* **Fragmento**:
^^^^^^^^
Mi madre tenía un lindo piano. Por un tiempo fui a tomar unas lecciones, pero dejé. Por alguna razón el piano no me llegaba al corazón.
De una manera que quizá nunca llegue a entender me sentí atraído por la guitarra. Todo lo que sabía del instrumento era lo que hacían los Chalchaleros y otros conjuntos folclóricos norteños y los que acompañaban tango por la radio. Esto es, conocía la guitarra en su nivel más simple. Imagínate que lo que yo veía hacer en la guitarra era como el día y la noche comparado con lo que mi madre hacía en el piano. Pero persistía con la guitarra, como sospechando que se podría hacer algo mucho mejor con ese instrumento.
De niño le rogué a mi madre que me comprara una guitarra. Ella me decía: ¿Una guitarra? ¿Para qué quieres una guitarra? ¿No te gusta el
piano? ¡Ya tienes un piano en casa! (Un razonamiento demasiado simplista.)
No sabía qué responderle. Cómo explicarle que el majestuoso piano no me atraía y en cambio sí me atraía un instrumentejo del populacho(según algunos catalogan la guitarra.) ¡Si a lo menos me gustara el violín!
Pero el violín tampoco me atraía como instrumento para mí. Yo quería una guitarra. Este ruego duró años. Mi madre no aflojaba. Al final un día–quizá harta ya de mi cantinela–me llevó a una casa de música a comprar una guitarra. Imagínate, yo sentía que caminaba sin tocar el suelo. Una vez allí vimos algunas guitarras sencillas, pero la prudente mamá encontró que era un gasto demasiado grande, y terminó comprándome una armónica. Me sentí frustrado y burlado. Me puse a tocar la armónica, de todos modos y me dije que el primer sueldo que ganara sería para comprarme una guitarra. A mi madre nunca más le mencioné la compra de una guitarra.
Así fue que llegué a los 17 años de edad y al quinto año de la Escuela Industrial. Mi profesor de Termodinámica, el inolvidable
Ingeniero Silvestre Lorenzo Swiffet, me invitó a trabajar en su fábrica de instrumentos de prueba de materiales (entonces Cific, ahora Sific.) Me pagó 2000 pesos por la práctica del verano. Tan pronto los cobré, me fui a una casa de música y me compré mi tan soñada guitarra.
^^^^^^^^
* **Extracto de un conjunto de datos**:
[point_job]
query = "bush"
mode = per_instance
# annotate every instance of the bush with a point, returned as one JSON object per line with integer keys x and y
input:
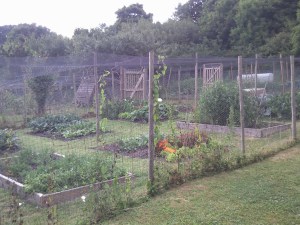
{"x": 8, "y": 140}
{"x": 216, "y": 101}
^^^^^^^^
* **Indicaciones y requisitos**:
Repite palabra por palabra el tramo del relato sobre la guitarra que va desde "De una manera" hasta "con ese instrumento.".

* **Resultado**:
De una manera que quizá nunca llegue a entender me sentí atraído por la guitarra. Todo lo que sabía del instrumento era lo que hacían los Chalchaleros y otros conjuntos folclóricos norteños y los que acompañaban tango por la radio. Esto es, conocía la guitarra en su nivel más simple. Imagínate que lo que yo veía hacer en la guitarra era como el día y la noche comparado con lo que mi madre hacía en el piano. Pero persistía con la guitarra, como sospechando que se podría hacer algo mucho mejor con ese instrumento.